# Problem requirements
Leaving the images behind, copy every line of the records exactly.
=== Section Start ===
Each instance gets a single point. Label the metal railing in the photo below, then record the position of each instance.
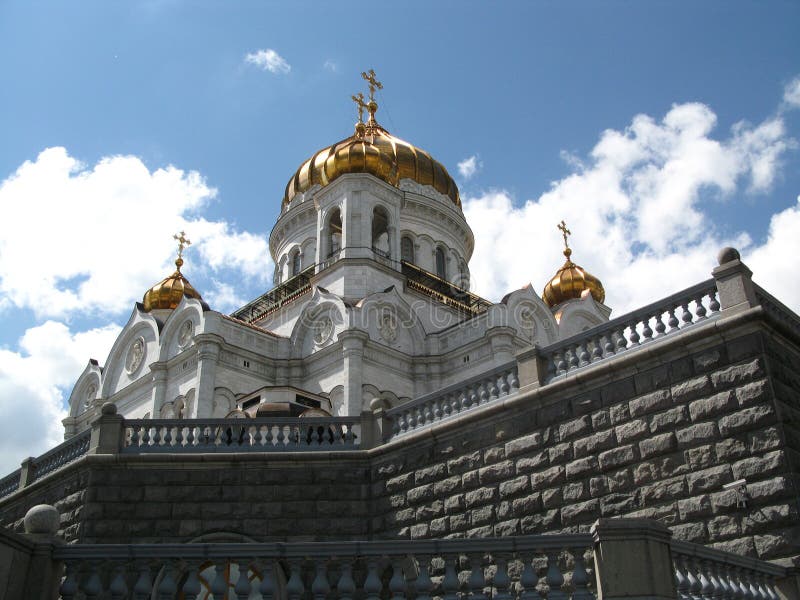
(262, 434)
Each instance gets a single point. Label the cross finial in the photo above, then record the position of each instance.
(562, 227)
(183, 241)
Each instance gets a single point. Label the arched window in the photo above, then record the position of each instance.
(380, 231)
(296, 263)
(407, 249)
(441, 272)
(335, 232)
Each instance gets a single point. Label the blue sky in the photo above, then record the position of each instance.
(660, 131)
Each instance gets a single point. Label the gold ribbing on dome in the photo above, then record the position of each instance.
(372, 150)
(571, 280)
(169, 292)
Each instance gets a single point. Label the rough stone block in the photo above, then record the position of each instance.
(737, 374)
(713, 405)
(593, 444)
(547, 478)
(759, 466)
(616, 457)
(580, 511)
(691, 388)
(560, 453)
(694, 435)
(581, 466)
(515, 486)
(669, 419)
(496, 472)
(652, 402)
(574, 428)
(658, 444)
(431, 473)
(420, 494)
(480, 496)
(525, 444)
(631, 431)
(532, 463)
(745, 419)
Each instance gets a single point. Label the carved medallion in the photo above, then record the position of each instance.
(135, 355)
(185, 333)
(323, 329)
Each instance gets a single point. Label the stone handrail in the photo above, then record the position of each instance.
(777, 309)
(442, 404)
(654, 321)
(526, 566)
(241, 435)
(702, 572)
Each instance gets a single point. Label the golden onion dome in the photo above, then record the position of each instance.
(169, 292)
(571, 280)
(372, 149)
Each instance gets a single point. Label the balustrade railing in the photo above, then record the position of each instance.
(453, 400)
(525, 567)
(242, 435)
(703, 573)
(654, 321)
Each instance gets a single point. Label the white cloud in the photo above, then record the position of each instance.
(118, 242)
(268, 60)
(32, 384)
(469, 166)
(791, 93)
(638, 210)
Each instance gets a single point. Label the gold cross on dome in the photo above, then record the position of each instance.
(374, 84)
(359, 100)
(562, 227)
(183, 241)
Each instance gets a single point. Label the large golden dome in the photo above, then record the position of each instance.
(372, 150)
(169, 292)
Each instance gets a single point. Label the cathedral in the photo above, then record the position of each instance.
(369, 422)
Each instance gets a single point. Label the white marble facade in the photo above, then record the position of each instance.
(361, 336)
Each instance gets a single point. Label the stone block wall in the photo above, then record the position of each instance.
(658, 442)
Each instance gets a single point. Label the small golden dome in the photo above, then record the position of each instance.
(571, 280)
(168, 292)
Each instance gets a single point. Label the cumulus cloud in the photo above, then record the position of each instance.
(118, 243)
(268, 60)
(50, 357)
(637, 207)
(469, 166)
(791, 93)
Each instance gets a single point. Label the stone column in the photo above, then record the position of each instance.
(208, 350)
(353, 342)
(734, 283)
(159, 371)
(633, 559)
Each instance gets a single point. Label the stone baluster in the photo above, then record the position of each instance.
(450, 582)
(476, 580)
(372, 584)
(529, 580)
(320, 586)
(144, 584)
(346, 587)
(294, 587)
(554, 577)
(501, 580)
(167, 588)
(191, 587)
(397, 584)
(267, 586)
(580, 578)
(118, 588)
(423, 583)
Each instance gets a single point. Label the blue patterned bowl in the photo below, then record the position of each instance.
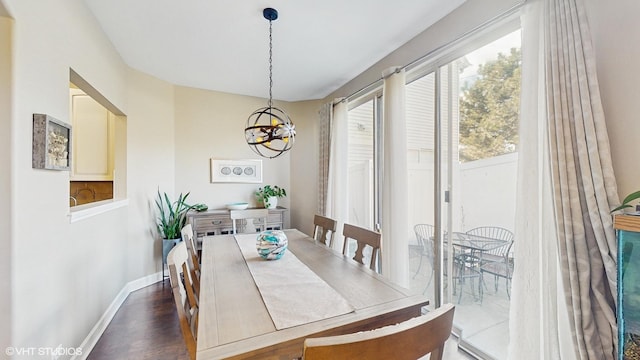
(271, 244)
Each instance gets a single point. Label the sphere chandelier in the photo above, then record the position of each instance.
(269, 131)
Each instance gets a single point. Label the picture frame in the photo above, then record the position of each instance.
(236, 171)
(51, 143)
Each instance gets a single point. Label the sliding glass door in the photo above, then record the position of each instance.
(462, 126)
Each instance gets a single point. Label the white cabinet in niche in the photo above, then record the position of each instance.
(92, 140)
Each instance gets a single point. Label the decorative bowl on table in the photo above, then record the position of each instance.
(237, 206)
(271, 244)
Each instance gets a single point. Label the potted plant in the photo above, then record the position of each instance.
(269, 195)
(625, 203)
(171, 219)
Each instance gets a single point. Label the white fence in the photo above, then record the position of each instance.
(483, 193)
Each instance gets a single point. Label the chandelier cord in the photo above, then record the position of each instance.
(270, 63)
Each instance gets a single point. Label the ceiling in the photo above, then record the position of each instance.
(223, 45)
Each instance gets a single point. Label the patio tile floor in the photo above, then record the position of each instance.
(484, 325)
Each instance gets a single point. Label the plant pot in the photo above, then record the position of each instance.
(167, 245)
(271, 202)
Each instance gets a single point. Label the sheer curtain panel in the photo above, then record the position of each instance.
(338, 184)
(324, 151)
(395, 183)
(538, 318)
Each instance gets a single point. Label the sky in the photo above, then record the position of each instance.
(487, 53)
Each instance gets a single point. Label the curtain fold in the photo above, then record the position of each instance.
(337, 205)
(583, 180)
(395, 183)
(324, 154)
(538, 319)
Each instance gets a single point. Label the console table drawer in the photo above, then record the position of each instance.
(218, 222)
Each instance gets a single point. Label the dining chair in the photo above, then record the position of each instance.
(408, 340)
(194, 259)
(249, 216)
(363, 237)
(497, 262)
(324, 227)
(184, 296)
=== Section End ===
# Output of the task
Each instance gets a single point. Label the metal railing in the photo below, then record the position of each instance.
(262, 434)
Each instance gets a single point. Label the cross finial in the photo above, then record the position of each instance.
(562, 227)
(183, 241)
Each instance gets a single point. Label the arched window in the photo above, then record the position of each instance.
(380, 231)
(296, 263)
(407, 249)
(441, 272)
(335, 232)
Each instance gets a single point. Label the blue sky in the photo above, then record the position of each instance.
(660, 131)
Each instance gets a single point. Label the gold ribbing on dome in the photo above, then record the position of each instance.
(372, 150)
(571, 280)
(169, 292)
Each instance gets a single point. Label the rough stone block in the photo above, then record the position of each instance.
(737, 374)
(713, 405)
(593, 444)
(547, 478)
(759, 466)
(616, 457)
(580, 511)
(691, 388)
(560, 453)
(694, 435)
(581, 466)
(515, 486)
(669, 419)
(496, 472)
(652, 402)
(574, 428)
(658, 444)
(431, 473)
(420, 494)
(480, 496)
(525, 444)
(631, 431)
(532, 463)
(745, 419)
Each instance gets a single point. Label the carved medallion in the photo above, then record the position of each instance.
(135, 355)
(185, 333)
(323, 329)
Each instance gets a single point. Label the stone handrail in the photo above, then record the position of each instance.
(777, 309)
(442, 404)
(654, 321)
(526, 566)
(241, 435)
(702, 572)
Each instance gets a single point. Label the golden onion dome in the photo above, then record the position of each instance.
(169, 292)
(571, 280)
(372, 149)
Each instance gets a single point. Label the balustrade railing in the photo above, then record the position of each instance.
(453, 400)
(525, 567)
(242, 435)
(703, 573)
(654, 321)
Each instance gets a single point. Label the white cloud in the photo above, then record the position of each instance.
(118, 242)
(268, 60)
(32, 384)
(469, 166)
(791, 93)
(638, 210)
Each instance gets a single point. Label the gold cross on dome in the photo above, then record the position of each instance.
(374, 84)
(359, 100)
(562, 227)
(183, 241)
Each instance gets a single point. Label the large golden dome in the photo above, then record the position of each instance.
(372, 150)
(169, 292)
Each instance gets a single point. Label the cathedral in the photo above, then record the position of each instance.
(369, 422)
Each instance gets a single point. Label the white marble facade in the photo above, then record the position of each instance.
(361, 336)
Each instance gets a single point. Label the stone block wall in the photo above, then record the position of each instance.
(658, 442)
Each instance gets a single point. Label the small golden dome in the photo above, then record the position of each instance.
(571, 280)
(168, 292)
Each instance gets a single point. Label the cumulus cloud in the photo above, then record the position of each instance.
(118, 243)
(268, 60)
(50, 357)
(637, 207)
(469, 166)
(791, 93)
Each instance gets a single point. Label the stone column in the photo above, then record the position of each instance.
(208, 350)
(353, 342)
(734, 283)
(159, 371)
(633, 559)
Each instance gets a single point. Label the stone baluster in the photo above, then record the position of each instance.
(450, 582)
(476, 580)
(372, 584)
(529, 580)
(320, 586)
(144, 584)
(346, 587)
(294, 587)
(554, 577)
(501, 580)
(167, 588)
(191, 587)
(397, 584)
(267, 586)
(580, 578)
(118, 588)
(423, 583)
Each instance gets a single point. Label the blue patterned bowl in the photo below, then record the position of each instance.
(271, 244)
Each instance gets a single point. Label the sphere chandelier in the photo above, then record the position of each instance.
(269, 131)
Each instance gets a single point. Label the picture frame in the photo above, then record the position of each instance.
(236, 171)
(51, 143)
Each instance gets a single point. Label the sliding glass door in the photo above, then record the position of each instance.
(462, 126)
Each instance gets a single point. Label the white cabinet in niche in the photo above, then record the position of each instance.
(92, 140)
Each instance gets a single point. Label the decorative bowl on table in the photo above, then record the position of each instance.
(237, 206)
(271, 244)
Each instance gets a single point. Label the potted plant in the photo above, then record the position of each instance.
(269, 195)
(625, 203)
(171, 219)
Each instance gets a single point. Label the white fence in the photo above, then record the position of each instance.
(483, 193)
Each instance gets a single point. Label the chandelier cord in the photo above, then record the position of each instance.
(270, 63)
Each instance gets a single point. Label the ceiling in the photo above, then record the position of each instance.
(223, 45)
Each instance gets a single point. Label the patio tile floor in the photo above, then record the position of each instance.
(484, 325)
Each instance gets a single point. Label the plant pot in the photo above, then record the position of each instance.
(167, 245)
(271, 202)
Each instance gets a single point. Label the sheer curtain panel in the photo above, then record the position of each instance.
(338, 184)
(324, 151)
(395, 183)
(538, 318)
Each instance gets a single point. Label the sky in the photo above, then record the position of each instance.
(487, 53)
Each instance gets a single point. Label the curtain fold in the photo above, then record the position of each instance.
(337, 205)
(583, 180)
(395, 183)
(324, 154)
(538, 319)
Each instance gets a single point. Label the console table drawer in the photo above, then record the position of each instance.
(218, 222)
Each instance gets a single point. Label the dining chair in the photo above, then record the position of each instance.
(408, 340)
(194, 259)
(249, 216)
(363, 237)
(497, 262)
(324, 227)
(184, 296)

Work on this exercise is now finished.